*Yazılı Görevler*:
A - Bireysel silahlanma metnine göre aşağıdaki soruları yanıtlayınız:
(i) Hangi insanların suça yönelme ihtimali daha yüksektir?
(ii) Silahın kullanılmasında çoğu kez neyin etkisi de söz konusu olmaktadır?
(iii) Silahlanma sosyal olarak kontrol edilirse büyük oranda azalacağı belirtilen, silah vasıtasıyla işlenen suçlar hangileridir?
B - Bireysel silahlanma metninde "1. Genel Olarak" sözlerini içeren ifadeyle açılıp "ölümüne neden olmaktadır." ile kapanan bölümü aynen yazınız.

*Kaynak Metin*:
════
I. BİREYSEL SİLAHLANMA

  1. Genel Olarak

Silah taşımayı bir yaşam biçimi ve erkeklik simgesi olarak kabul eden insanların suça yönelme ihtimalleri daha yüksektir. Gerçekten de, psikolojik olarak silahlı kişilerin kendilerini daha güçlü ve güvenli hissetmeleri nedeniyle, çoğu kez alkolün de etkisiyle silahın kullanılması söz konusu olmaktadır. Çünkü, duygularını, heyecanlarını ve öfkesini kontrol edemeyen insanların elindeki silah, bir ölüm makinesi haline gelmekte; çoğu kez , basit bir tartışma nedeniyle en sevdiği kişilerin bile ölümüne neden olmaktadır.

Silah bulundurmanın kendisinin suç olması yanında, silahın genellikle diğer suçları işlemede araç olarak kullanılması nedeniyle, silahlanmanın önlenmesinin suçluluğun önlenmesi bakımından önemi büyüktür. Gerçekten de, silah vasıtasıyla işlenen insan öldürme, yaralama, yağma ve cinsel suçların, silahlanmanın sosyal olarak kontrol edilmesi halinde, büyük oranda azalacağı bir gerçektir.
════
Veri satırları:

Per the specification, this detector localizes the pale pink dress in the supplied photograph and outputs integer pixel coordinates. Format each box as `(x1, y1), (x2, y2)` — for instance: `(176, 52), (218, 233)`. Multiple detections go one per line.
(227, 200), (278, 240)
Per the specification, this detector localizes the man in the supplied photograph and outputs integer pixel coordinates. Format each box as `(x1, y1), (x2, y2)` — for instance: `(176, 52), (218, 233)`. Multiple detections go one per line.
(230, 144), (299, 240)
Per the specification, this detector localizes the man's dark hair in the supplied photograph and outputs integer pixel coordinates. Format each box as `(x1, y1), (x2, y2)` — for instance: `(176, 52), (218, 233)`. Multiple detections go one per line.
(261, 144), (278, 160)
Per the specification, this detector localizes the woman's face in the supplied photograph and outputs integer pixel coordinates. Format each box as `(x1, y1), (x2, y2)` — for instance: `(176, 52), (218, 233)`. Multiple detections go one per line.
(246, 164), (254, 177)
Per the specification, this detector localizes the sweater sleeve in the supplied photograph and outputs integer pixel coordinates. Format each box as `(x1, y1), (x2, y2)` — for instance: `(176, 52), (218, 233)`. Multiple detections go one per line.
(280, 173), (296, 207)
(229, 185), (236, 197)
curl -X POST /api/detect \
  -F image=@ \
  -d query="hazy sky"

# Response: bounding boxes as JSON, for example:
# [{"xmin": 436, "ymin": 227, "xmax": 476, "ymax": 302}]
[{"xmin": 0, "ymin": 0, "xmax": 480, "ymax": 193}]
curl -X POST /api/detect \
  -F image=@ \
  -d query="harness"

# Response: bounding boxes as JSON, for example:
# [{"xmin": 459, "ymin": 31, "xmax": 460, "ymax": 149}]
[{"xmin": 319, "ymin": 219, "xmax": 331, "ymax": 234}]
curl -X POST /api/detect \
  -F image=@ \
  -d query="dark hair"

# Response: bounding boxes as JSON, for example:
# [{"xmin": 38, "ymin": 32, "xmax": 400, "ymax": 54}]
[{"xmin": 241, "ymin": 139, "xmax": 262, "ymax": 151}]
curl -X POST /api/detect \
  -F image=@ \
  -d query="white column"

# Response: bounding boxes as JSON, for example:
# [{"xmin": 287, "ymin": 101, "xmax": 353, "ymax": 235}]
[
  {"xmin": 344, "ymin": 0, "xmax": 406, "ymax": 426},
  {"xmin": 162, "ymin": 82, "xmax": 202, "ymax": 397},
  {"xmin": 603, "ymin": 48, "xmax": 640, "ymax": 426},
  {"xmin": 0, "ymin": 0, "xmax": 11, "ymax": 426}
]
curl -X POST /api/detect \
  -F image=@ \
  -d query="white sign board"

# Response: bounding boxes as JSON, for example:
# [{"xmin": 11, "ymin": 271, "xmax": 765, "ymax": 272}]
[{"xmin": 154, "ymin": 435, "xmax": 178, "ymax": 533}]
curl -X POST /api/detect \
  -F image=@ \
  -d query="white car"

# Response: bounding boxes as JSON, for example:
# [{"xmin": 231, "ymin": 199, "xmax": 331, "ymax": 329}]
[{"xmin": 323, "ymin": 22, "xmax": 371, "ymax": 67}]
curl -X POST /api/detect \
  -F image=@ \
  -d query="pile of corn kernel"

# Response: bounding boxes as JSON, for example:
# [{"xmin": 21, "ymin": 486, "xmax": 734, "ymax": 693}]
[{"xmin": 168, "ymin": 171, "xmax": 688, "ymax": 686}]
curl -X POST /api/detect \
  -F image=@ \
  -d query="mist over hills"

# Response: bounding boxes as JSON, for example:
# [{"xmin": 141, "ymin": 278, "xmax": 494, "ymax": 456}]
════
*Görevlere Göre Çıktılar*:
A -
(i) Silah taşımayı bir yaşam biçimi ve erkeklik simgesi olarak kabul eden insanlar.
(ii) Alkolün etkisi.
(iii) İnsan öldürme, yaralama, yağma ve cinsel suçlar.

B -
1. Genel Olarak

Silah taşımayı bir yaşam biçimi ve erkeklik simgesi olarak kabul eden insanların suça yönelme ihtimalleri daha yüksektir. Gerçekten de, psikolojik olarak silahlı kişilerin kendilerini daha güçlü ve güvenli hissetmeleri nedeniyle, çoğu kez alkolün de etkisiyle silahın kullanılması söz konusu olmaktadır. Çünkü, duygularını, heyecanlarını ve öfkesini kontrol edemeyen insanların elindeki silah, bir ölüm makinesi haline gelmekte; çoğu kez , basit bir tartışma nedeniyle en sevdiği kişilerin bile ölümüne neden olmaktadır.